Extrait fourni.
7. Le 22 mai 2002, l’entité adjudicatrice a attribué le marché à la société Sarantopoulos qui, par la suite, a été absorbée par la société Pantechniki. Au préalable, ladite entité adjudicatrice avait demandé et obtenu de l’ESR un certificat d’absence d’incompatibilité dans le chef de la société Pantechniki, exigé par la loi grecque n° 3021/2002. L’ESR a, en effet, estimé que, bien que M. K. Sarantopoulos, actionnaire majeur et vice‑président du conseil d’administration de Pantechniki, soit un parent (plus exactement le père) de M. G. Sarantopoulos, membre de plusieurs conseils d’administration de sociétés grecques de médias d’information, il ne tombait pas sous le coup des incompatibilités prévues par la législation grecque, étant donné qu’il est économiquement autonome par rapport à M. G. Sarantopoulos.
8. L’entreprise Michaniki, concurrente malheureuse de l’adjudicataire a demandé au Conseil d’État grec l’annulation du certificat d’incompatibilité émis par l’ESR, au motif que les dispositions de la loi n° 3021/2002 sur la base desquelles ledit certificat a été délivré seraient contraires à l’article 14, paragraphe 9 de la Constitution grecque.
9. D’accord avec la requérante au principal, la juridiction de renvoi estime les dispositions législatives contestées, en ce qu’elles permettent à un entrepreneur de travaux publics d’échapper aux incompatibilités qu’elles édictent en démontrant son autonomie économique par rapport à son parent propriétaire, associé, actionnaire ou dirigeant d’une entreprise de médias d’information, contraires à l’article 14, paragraphe 9, de la Constitution, en vertu duquel ledit entrepreneur, quand bien même il serait économiquement autonome par rapport à ce parent, est néanmoins tenu de prouver qu’il n’a pas fait office d’intermédiaire mais a agi de façon autonome, pour son propre compte et dans son propre intérêt.

Lignes fournies.
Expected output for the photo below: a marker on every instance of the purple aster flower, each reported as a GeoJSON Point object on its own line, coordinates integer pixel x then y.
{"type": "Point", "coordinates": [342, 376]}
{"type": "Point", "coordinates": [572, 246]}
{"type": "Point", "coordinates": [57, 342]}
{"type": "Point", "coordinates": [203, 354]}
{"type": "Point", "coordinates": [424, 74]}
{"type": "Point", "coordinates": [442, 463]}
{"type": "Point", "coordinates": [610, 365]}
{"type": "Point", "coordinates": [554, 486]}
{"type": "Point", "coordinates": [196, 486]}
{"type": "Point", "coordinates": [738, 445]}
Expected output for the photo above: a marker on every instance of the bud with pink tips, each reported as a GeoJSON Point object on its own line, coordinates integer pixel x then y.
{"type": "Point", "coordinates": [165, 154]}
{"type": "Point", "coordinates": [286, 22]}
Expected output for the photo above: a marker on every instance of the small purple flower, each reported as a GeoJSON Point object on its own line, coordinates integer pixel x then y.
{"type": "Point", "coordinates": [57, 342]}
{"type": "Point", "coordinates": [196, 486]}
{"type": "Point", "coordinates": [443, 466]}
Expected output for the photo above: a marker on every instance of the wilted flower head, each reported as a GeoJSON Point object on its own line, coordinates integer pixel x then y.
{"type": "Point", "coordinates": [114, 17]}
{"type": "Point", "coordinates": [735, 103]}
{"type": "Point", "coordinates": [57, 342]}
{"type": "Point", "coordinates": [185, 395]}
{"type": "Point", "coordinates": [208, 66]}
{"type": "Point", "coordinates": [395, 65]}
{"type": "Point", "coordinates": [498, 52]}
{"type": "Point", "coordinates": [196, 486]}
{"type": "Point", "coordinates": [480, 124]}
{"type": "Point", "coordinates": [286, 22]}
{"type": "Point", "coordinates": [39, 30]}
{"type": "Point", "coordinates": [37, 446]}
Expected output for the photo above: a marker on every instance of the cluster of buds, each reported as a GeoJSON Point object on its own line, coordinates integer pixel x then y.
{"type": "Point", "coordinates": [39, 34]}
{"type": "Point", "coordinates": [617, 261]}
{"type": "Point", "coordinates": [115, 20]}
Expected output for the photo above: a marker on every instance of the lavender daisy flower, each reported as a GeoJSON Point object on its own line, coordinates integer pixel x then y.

Liste de tâches.
A: Relevez toutes les sociétés ou entreprises désignées par leur nom dans l'extrait fourni.
B: D'après l'extrait fourni, à quelle date l'entité adjudicatrice a-t-elle attribué le marché ?
C: Indiquez, s'il vous plaît, si chacune des affirmations suivantes concorde avec l'extrait fourni, en répondant par oui ou non et en citant les mots qui le montrent. (i) M. K. Sarantopoulos est le père de M. G. Sarantopoulos. (ii) La société Pantechniki a été absorbée par la société Sarantopoulos. (iii) L'entreprise Michaniki s'est adressée au Conseil d'État grec pour obtenir l'annulation d'un certificat émis par l'ESR.

Réponses aux exercices.
A: Sarantopoulos, Pantechniki, Michaniki

B: Le 22 mai 2002.

C:
(i) Oui : « plus exactement le père »
(ii) Non : « la société Sarantopoulos qui, par la suite, a été absorbée par la société Pantechniki »
(iii) Oui : « a demandé au Conseil d’État grec l’annulation du certificat d’incompatibilité émis par l’ESR »